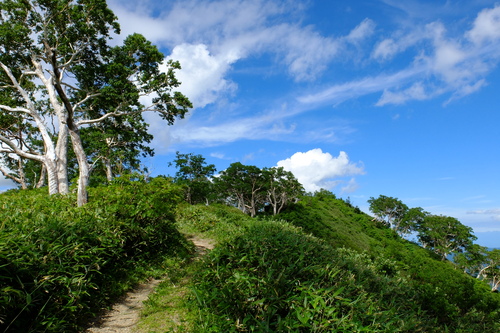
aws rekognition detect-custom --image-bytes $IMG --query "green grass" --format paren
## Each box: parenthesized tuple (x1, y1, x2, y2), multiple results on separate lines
(138, 197, 500, 332)
(3, 184, 498, 332)
(135, 257, 200, 333)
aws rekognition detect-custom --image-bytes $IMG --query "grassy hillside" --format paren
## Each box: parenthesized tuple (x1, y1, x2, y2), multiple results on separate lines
(139, 194, 500, 332)
(2, 181, 499, 332)
(275, 193, 500, 330)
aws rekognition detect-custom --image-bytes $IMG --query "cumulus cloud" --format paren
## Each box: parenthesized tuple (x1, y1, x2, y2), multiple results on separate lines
(109, 0, 345, 86)
(277, 149, 365, 193)
(164, 43, 237, 108)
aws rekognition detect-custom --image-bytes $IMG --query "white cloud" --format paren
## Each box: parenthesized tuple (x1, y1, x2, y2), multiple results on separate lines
(277, 149, 365, 192)
(341, 178, 360, 194)
(346, 18, 376, 44)
(298, 66, 423, 106)
(109, 0, 343, 85)
(171, 116, 295, 146)
(467, 209, 500, 221)
(164, 44, 237, 108)
(372, 38, 399, 60)
(210, 152, 229, 160)
(376, 81, 433, 106)
(467, 5, 500, 44)
(367, 7, 500, 106)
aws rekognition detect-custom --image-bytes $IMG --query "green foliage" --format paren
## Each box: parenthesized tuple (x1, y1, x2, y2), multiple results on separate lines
(191, 220, 438, 332)
(169, 152, 217, 204)
(213, 162, 303, 217)
(175, 203, 253, 243)
(136, 194, 500, 332)
(417, 214, 477, 260)
(276, 193, 500, 331)
(0, 178, 189, 332)
(277, 193, 375, 252)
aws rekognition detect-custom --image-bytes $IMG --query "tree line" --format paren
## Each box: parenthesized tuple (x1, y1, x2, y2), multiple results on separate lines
(368, 195, 500, 291)
(169, 152, 304, 217)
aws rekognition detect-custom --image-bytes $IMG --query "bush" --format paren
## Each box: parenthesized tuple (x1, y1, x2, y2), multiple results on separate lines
(0, 177, 189, 332)
(192, 220, 437, 332)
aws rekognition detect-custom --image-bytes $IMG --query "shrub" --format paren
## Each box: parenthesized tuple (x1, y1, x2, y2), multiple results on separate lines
(0, 177, 189, 332)
(191, 220, 437, 332)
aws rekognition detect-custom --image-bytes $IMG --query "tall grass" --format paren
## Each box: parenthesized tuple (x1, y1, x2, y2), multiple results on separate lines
(0, 177, 190, 332)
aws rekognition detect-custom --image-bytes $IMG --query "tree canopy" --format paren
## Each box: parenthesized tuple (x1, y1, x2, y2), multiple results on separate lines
(0, 0, 191, 205)
(213, 162, 303, 217)
(170, 152, 216, 204)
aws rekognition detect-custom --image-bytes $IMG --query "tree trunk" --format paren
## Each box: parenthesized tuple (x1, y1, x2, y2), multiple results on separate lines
(104, 158, 113, 182)
(56, 125, 69, 194)
(36, 164, 47, 188)
(45, 158, 59, 195)
(69, 129, 90, 206)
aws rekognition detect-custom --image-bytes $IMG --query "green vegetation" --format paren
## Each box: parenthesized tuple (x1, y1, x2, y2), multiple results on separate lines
(1, 0, 497, 329)
(1, 163, 499, 332)
(138, 192, 500, 332)
(0, 0, 191, 206)
(0, 177, 191, 332)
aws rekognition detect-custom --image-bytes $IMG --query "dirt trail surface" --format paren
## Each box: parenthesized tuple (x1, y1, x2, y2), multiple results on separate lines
(84, 237, 213, 333)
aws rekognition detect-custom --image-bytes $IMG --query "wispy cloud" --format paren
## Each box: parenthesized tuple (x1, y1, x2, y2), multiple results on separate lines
(297, 66, 423, 106)
(467, 209, 500, 218)
(108, 1, 500, 151)
(299, 5, 500, 108)
(110, 0, 343, 84)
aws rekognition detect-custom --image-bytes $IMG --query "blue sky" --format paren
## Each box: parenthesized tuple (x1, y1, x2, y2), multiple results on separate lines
(1, 0, 500, 247)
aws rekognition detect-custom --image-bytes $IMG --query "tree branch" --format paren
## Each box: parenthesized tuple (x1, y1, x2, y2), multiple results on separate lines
(0, 61, 37, 112)
(0, 105, 32, 114)
(0, 134, 44, 162)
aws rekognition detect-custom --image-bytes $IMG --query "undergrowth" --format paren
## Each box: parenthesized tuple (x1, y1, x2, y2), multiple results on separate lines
(139, 202, 500, 333)
(0, 177, 191, 332)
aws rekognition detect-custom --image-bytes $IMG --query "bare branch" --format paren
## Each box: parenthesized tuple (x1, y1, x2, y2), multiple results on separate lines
(0, 61, 37, 112)
(73, 92, 101, 112)
(0, 165, 22, 184)
(0, 105, 31, 114)
(0, 134, 44, 162)
(77, 109, 144, 126)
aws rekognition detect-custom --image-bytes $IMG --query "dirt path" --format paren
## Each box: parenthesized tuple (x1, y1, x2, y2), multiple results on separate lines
(84, 237, 213, 333)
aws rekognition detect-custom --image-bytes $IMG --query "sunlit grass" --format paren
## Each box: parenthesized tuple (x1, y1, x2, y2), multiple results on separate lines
(136, 258, 201, 333)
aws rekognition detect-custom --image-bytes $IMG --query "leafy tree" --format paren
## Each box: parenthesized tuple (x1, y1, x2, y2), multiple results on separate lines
(454, 244, 488, 277)
(368, 195, 428, 237)
(0, 0, 191, 205)
(79, 114, 154, 185)
(416, 214, 476, 260)
(262, 166, 303, 215)
(170, 152, 216, 204)
(398, 206, 427, 236)
(214, 162, 266, 217)
(368, 195, 409, 231)
(480, 249, 500, 292)
(0, 105, 45, 188)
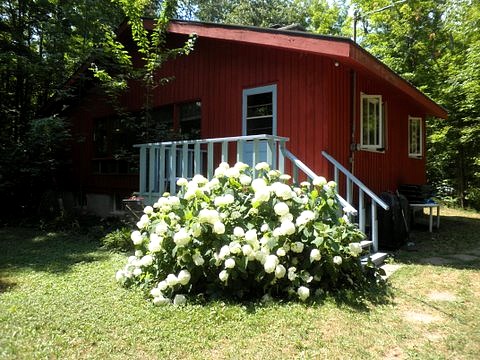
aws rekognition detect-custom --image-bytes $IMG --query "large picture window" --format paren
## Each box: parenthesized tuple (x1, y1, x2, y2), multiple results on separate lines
(360, 94, 384, 151)
(408, 116, 422, 158)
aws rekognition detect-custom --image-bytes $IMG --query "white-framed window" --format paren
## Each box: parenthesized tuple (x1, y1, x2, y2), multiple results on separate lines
(360, 94, 384, 151)
(408, 116, 423, 158)
(242, 84, 277, 136)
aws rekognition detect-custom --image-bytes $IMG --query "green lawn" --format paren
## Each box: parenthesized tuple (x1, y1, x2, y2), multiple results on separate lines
(1, 208, 480, 359)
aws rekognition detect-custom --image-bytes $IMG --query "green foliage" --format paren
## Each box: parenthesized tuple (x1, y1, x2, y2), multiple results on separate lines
(102, 227, 134, 252)
(350, 0, 480, 208)
(180, 0, 311, 27)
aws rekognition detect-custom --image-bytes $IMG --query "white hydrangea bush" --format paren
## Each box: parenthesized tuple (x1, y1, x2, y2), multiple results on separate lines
(116, 161, 374, 305)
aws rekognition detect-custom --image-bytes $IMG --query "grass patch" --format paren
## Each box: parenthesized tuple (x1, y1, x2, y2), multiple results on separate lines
(1, 207, 480, 359)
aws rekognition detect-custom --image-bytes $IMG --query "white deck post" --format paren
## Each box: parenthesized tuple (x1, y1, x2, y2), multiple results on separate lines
(359, 189, 365, 233)
(169, 144, 177, 194)
(159, 144, 166, 195)
(207, 142, 214, 178)
(371, 203, 378, 252)
(139, 146, 147, 197)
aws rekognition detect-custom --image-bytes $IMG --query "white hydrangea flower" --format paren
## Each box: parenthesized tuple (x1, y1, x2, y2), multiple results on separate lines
(225, 167, 240, 178)
(280, 213, 294, 223)
(214, 166, 227, 177)
(280, 220, 296, 235)
(143, 206, 154, 215)
(153, 296, 171, 306)
(192, 253, 205, 266)
(150, 287, 162, 298)
(274, 202, 289, 216)
(192, 174, 208, 185)
(134, 250, 143, 257)
(312, 176, 327, 187)
(239, 174, 252, 185)
(260, 223, 270, 232)
(327, 198, 334, 207)
(251, 178, 267, 191)
(173, 294, 187, 306)
(219, 245, 231, 259)
(234, 161, 249, 170)
(115, 270, 125, 282)
(271, 182, 293, 200)
(276, 247, 286, 257)
(349, 242, 363, 257)
(233, 227, 245, 237)
(275, 264, 286, 278)
(255, 162, 270, 171)
(190, 223, 202, 238)
(297, 286, 310, 301)
(133, 268, 142, 276)
(333, 256, 343, 265)
(158, 280, 168, 291)
(214, 194, 235, 207)
(264, 255, 279, 273)
(291, 242, 304, 253)
(245, 229, 258, 242)
(169, 196, 180, 207)
(131, 230, 143, 245)
(155, 222, 168, 235)
(208, 178, 221, 190)
(140, 255, 153, 267)
(224, 258, 236, 269)
(148, 234, 162, 253)
(184, 189, 196, 200)
(136, 214, 149, 229)
(288, 267, 297, 281)
(272, 227, 285, 237)
(219, 162, 230, 169)
(213, 221, 226, 234)
(177, 270, 191, 285)
(300, 181, 311, 188)
(176, 177, 188, 186)
(229, 241, 242, 254)
(296, 210, 315, 226)
(327, 181, 337, 188)
(310, 248, 322, 262)
(173, 228, 191, 246)
(279, 174, 291, 181)
(219, 270, 229, 282)
(166, 274, 178, 287)
(242, 244, 253, 256)
(253, 187, 271, 203)
(268, 170, 280, 178)
(255, 250, 267, 264)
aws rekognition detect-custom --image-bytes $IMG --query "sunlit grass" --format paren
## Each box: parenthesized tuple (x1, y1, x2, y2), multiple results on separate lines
(1, 207, 479, 359)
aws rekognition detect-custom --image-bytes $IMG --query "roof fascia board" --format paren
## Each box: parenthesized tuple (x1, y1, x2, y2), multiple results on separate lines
(166, 21, 351, 58)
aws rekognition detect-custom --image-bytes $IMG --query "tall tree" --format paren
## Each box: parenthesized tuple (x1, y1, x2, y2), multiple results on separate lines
(350, 0, 480, 208)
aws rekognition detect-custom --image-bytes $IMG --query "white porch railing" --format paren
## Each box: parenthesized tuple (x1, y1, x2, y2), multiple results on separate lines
(134, 135, 289, 203)
(322, 151, 390, 252)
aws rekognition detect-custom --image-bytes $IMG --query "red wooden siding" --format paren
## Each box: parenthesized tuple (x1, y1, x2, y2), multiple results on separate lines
(68, 32, 433, 198)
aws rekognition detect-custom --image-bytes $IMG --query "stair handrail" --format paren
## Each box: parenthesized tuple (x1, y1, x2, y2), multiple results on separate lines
(321, 151, 389, 210)
(322, 150, 389, 252)
(281, 148, 358, 216)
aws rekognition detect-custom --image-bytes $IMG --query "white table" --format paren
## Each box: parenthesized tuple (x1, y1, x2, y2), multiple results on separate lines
(409, 203, 440, 232)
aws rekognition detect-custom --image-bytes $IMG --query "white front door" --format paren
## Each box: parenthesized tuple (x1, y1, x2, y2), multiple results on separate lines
(242, 84, 277, 166)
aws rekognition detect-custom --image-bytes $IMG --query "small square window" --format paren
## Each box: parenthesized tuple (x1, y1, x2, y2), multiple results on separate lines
(408, 116, 422, 158)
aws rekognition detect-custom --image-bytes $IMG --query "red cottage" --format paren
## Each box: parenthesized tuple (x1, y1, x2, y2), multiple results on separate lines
(65, 20, 447, 254)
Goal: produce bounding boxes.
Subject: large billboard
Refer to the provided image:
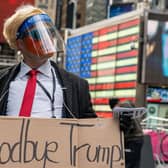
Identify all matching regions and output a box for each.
[66,17,141,117]
[0,0,34,43]
[141,11,168,86]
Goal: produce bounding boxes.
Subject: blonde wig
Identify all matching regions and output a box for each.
[3,5,46,49]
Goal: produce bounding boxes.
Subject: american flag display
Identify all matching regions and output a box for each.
[66,17,141,117]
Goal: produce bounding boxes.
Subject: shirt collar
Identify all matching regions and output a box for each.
[18,60,52,78]
[37,60,52,78]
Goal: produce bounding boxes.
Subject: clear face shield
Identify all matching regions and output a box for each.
[16,14,65,58]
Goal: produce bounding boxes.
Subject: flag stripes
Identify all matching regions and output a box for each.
[66,18,141,116]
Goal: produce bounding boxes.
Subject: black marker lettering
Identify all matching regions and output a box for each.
[0,143,11,164]
[0,119,59,168]
[60,122,123,168]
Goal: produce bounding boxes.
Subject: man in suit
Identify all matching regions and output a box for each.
[2,5,147,168]
[1,4,97,119]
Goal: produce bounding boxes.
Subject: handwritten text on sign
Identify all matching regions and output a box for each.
[0,117,125,168]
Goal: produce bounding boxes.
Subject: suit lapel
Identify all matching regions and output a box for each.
[61,76,73,118]
[51,62,73,118]
[1,64,20,92]
[0,63,20,115]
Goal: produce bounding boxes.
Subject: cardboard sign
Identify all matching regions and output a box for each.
[0,117,125,168]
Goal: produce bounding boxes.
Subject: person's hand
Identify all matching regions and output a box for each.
[119,114,133,133]
[113,107,146,137]
[120,114,144,138]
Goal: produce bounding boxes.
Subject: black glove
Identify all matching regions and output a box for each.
[119,114,143,138]
[119,114,133,133]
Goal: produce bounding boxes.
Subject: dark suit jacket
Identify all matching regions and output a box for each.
[0,61,97,119]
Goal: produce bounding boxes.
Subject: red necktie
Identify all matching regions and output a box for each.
[19,70,38,117]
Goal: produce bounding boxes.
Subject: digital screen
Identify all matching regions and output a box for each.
[109,3,134,17]
[66,18,141,115]
[147,87,168,101]
[141,11,168,85]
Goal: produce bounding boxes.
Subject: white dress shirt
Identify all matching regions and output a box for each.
[6,60,63,118]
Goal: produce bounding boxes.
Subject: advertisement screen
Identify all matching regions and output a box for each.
[147,87,168,101]
[142,11,168,86]
[110,3,134,17]
[66,17,141,115]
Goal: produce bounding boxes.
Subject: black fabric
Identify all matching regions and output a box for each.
[120,115,143,138]
[0,61,97,119]
[125,135,155,168]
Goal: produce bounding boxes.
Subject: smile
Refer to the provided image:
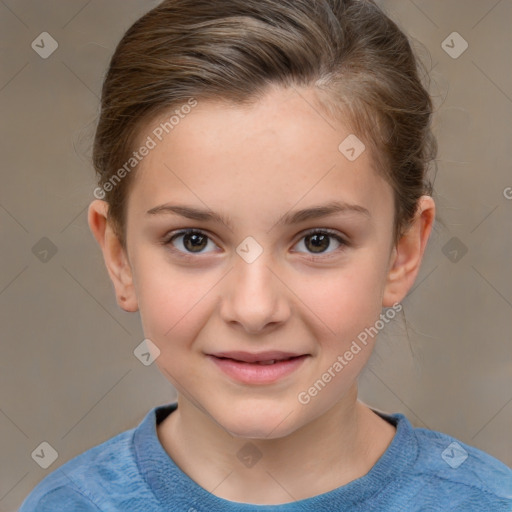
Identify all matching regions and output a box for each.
[206,352,309,385]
────────────────────────────────────────
From the material above, set down exactly the lines starting at the one with "Subject: flag stripes" and ending at the one with "Subject: dark suit jacket", end lines included.

Subject: flag stripes
Identify all matching regions and output a box for each.
[66,18,141,116]
Goal: produce bounding boxes.
Subject: black marker lettering
Identify all matching regions and output a box for each.
[0,143,11,164]
[0,119,59,168]
[60,122,123,168]
Goal: produce bounding boxes.
Subject: man in suit
Identify all matching regions and output a box for each.
[2,5,147,168]
[1,4,97,119]
Goal: produce bounding boxes.
Subject: handwritten text on sign
Identify all matching regions and output a box for each.
[0,117,125,168]
Goal: produce bounding boxes.
Subject: suit lapel
Identify all matching regions and output a box for each.
[61,76,73,118]
[51,62,73,118]
[1,64,20,92]
[0,63,20,115]
Goal: produce bounding boxes.
Subject: cardboard sign
Identify all matching regions and output a box for each.
[0,117,125,168]
Goal: produce bounding boxes.
Subject: person's hand
Identify all matching regions and output a box for each.
[119,114,133,133]
[113,107,146,137]
[120,114,144,138]
Goal: produce bounding boxes.
Subject: black glove
Identify all matching regions and output a box for each.
[119,114,143,138]
[119,114,133,133]
Goal: produce bounding boxes.
Subject: dark suit jacket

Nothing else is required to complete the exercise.